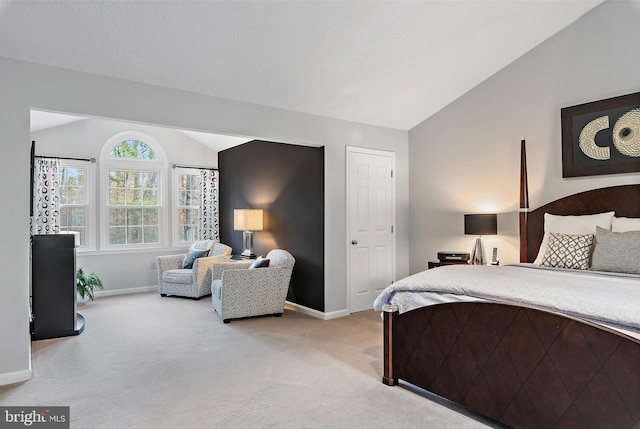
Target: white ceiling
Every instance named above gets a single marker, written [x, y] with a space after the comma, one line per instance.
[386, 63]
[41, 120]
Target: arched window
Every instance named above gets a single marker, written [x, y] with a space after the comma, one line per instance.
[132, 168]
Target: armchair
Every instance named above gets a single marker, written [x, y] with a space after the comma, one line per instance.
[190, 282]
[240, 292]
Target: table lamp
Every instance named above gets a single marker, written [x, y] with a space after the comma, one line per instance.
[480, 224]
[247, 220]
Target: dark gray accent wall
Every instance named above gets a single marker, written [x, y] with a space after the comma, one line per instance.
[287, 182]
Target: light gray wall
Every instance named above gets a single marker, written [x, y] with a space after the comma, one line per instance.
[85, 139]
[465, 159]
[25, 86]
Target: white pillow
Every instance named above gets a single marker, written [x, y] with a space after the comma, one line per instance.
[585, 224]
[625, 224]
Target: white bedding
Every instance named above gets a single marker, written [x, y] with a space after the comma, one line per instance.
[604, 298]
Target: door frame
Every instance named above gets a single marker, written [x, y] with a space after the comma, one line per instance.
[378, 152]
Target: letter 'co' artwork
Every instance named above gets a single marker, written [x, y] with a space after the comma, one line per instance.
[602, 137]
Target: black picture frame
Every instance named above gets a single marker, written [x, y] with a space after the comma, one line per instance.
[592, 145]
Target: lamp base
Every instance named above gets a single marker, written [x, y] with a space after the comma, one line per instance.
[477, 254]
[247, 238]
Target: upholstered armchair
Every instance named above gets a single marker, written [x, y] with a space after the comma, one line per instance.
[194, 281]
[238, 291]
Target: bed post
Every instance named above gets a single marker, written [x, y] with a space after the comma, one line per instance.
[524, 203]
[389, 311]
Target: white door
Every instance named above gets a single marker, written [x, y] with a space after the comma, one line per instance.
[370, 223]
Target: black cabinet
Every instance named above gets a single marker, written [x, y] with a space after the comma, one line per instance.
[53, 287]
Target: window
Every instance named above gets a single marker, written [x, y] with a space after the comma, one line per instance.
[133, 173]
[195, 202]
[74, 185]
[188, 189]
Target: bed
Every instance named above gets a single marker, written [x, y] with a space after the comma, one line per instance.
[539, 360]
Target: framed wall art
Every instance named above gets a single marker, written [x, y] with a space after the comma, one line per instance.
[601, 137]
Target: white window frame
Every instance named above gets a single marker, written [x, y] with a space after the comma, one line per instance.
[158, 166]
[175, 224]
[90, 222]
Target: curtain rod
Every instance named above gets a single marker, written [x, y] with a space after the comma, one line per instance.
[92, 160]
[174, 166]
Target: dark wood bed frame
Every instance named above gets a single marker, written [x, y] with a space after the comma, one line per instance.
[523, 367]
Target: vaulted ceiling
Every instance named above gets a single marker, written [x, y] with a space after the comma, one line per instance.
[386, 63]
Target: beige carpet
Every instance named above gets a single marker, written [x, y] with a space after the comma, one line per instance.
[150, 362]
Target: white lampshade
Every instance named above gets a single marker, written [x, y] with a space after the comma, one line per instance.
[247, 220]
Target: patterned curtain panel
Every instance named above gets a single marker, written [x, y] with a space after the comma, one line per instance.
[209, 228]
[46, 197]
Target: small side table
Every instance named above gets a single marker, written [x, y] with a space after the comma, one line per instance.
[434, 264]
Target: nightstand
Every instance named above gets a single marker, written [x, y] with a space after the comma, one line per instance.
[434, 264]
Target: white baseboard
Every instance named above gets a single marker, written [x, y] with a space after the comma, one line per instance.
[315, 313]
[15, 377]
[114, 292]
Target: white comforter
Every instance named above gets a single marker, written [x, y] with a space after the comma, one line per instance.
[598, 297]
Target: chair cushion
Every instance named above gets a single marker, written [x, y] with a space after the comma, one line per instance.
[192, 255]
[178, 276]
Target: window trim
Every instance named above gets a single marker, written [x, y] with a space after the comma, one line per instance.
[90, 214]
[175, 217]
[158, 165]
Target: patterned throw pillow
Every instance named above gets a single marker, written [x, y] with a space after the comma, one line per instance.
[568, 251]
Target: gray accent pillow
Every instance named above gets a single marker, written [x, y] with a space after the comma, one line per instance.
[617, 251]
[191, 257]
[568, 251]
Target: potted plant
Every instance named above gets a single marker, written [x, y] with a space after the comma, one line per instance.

● ● ● ●

_The task_
Write out all the records again, exactly, minus any pictures.

_Worked solution_
Target: white ceiling
Every instance named above gets a single marker, written [x, y] with a space after the comma, one line per instance.
[386, 63]
[41, 120]
Target: arched window
Every instance named above gets a single marker, written [x, y] with a space after the comma, one line per instance.
[132, 168]
Target: armchair
Every instance named above gets a single marker, written [x, y] with a space after the comma, one line per instance.
[190, 282]
[240, 292]
Target: table lamp
Every instance named above gets a single marker, written [x, y] with a space after the comma, one line per instance.
[480, 224]
[247, 220]
Target: dark gray accent wall
Every instance named above gets a single marker, written [x, y] with a space after the comma, one line per instance.
[287, 182]
Target: light gray wall
Every instance named above gets a single marker, written [x, y] with a space after the comma, one line per instance.
[85, 139]
[465, 159]
[25, 86]
Target: white pillow
Every instance named above gets a single marker, written [x, y] with a space after the comma, one line per instance.
[585, 224]
[625, 224]
Target: white bedding
Every instance named above gets a single marker, written [x, y] with a space after the comma, one line per instance.
[604, 298]
Target: door frame
Every instance named above gets a single marker, written [x, y] with a space after the comma, one line per instance.
[378, 152]
Target: letter 'co' artwork
Every instance named above gets a single marker, written [x, y] with a space after the comma, one line per instance.
[602, 137]
Target: black picture frame
Every instance named above gets a single marker, written [x, y] with a space after the comma, one line per instance.
[592, 145]
Target: lamp base
Every instance named above gets a single marker, written [x, y] with a space after the comma, one line per instance.
[477, 254]
[247, 238]
Target: upholstered armchair
Every instance named above gets a single marker, written [x, y] with a space after the comma, one line per instance.
[194, 281]
[238, 291]
Target: bed post
Every instance named above gets a single marker, written [x, y] with a space after the comma, one line per instance.
[524, 203]
[389, 311]
Target: white door
Every instance named above gets a single marker, written [x, y] with a space after the comma, one line per instance.
[370, 223]
Target: black cabinet
Every instance named above gets a single marker, written [x, y] with a space after the comma, one line per instance.
[53, 287]
Target: window
Every instance named above gets a single marker, written [x, y] with a space after the comma, one line per instance.
[133, 173]
[195, 202]
[74, 185]
[188, 189]
Target: bed
Every instance named above gets a single marker, written [x, y] with a space after the comma, one line per instance.
[539, 360]
Target: framed wall art
Every instance named above gets a single marker, written [x, y] with a space after the comma, one line per instance.
[601, 137]
Target: white window frame
Every instance named above gets a single marker, written [x, y] with a space after the comma, one line per instance.
[158, 166]
[175, 224]
[90, 222]
Target: curtain rod
Every instance named above gets a single marker, written [x, y] with a space after the comma, one line per instance.
[92, 160]
[174, 166]
Target: dark wood bed frame
Every instance named above gets a single marker, written [x, y] with a space after the comma, one line per instance.
[523, 367]
Target: vaulted ceiling
Every instance named above gets a single marker, written [x, y] with a space after the comma, one line per instance.
[386, 63]
Target: beige carpet
Every instance named above gets a single marker, written [x, y] with a space after the comma, one line per instance.
[150, 362]
Target: white lampshade
Every instance named above gets a single marker, written [x, y] with a space after the comma, one line per instance.
[247, 220]
Target: patterned curtain panel
Every instance named above gets a single marker, written [x, y] with a space after the comma, one line per instance.
[209, 228]
[46, 197]
Target: small side table
Every instance named above gets a single marker, written [x, y] with a space after the comma, one line per instance.
[434, 264]
Target: nightstand
Every instance named above gets a single marker, written [x, y] with a space after the comma, one line per instance.
[434, 264]
Target: white baseboard
Every instance named above gets a single marker, written [x, y] with a space after the comma, one line per instance.
[315, 313]
[15, 377]
[114, 292]
Target: white comforter
Every instance named above gets a single marker, written [x, y] with a space after the comma, one line per instance.
[598, 297]
Target: chair cushion
Every instance named above gets a single marker, written [x, y] with a space after the comma, one line per instance.
[192, 255]
[178, 276]
Target: window trim
Every instance named above gets a single marker, written [x, y] with a space after the comma, one line per instance.
[90, 214]
[175, 217]
[158, 165]
Target: patterned throw pillow
Every instance named above gets a single marker, written [x, y] with a space after the comma, one line per instance.
[568, 251]
Target: gray accent pillow
Every instance named above gets a single marker, written [x, y] with a space after the comma, one line per instance.
[617, 251]
[191, 257]
[568, 251]
Target: potted plant
Every instance named above gets a single marker, written [x, y] with a space after the comma, one line per instance.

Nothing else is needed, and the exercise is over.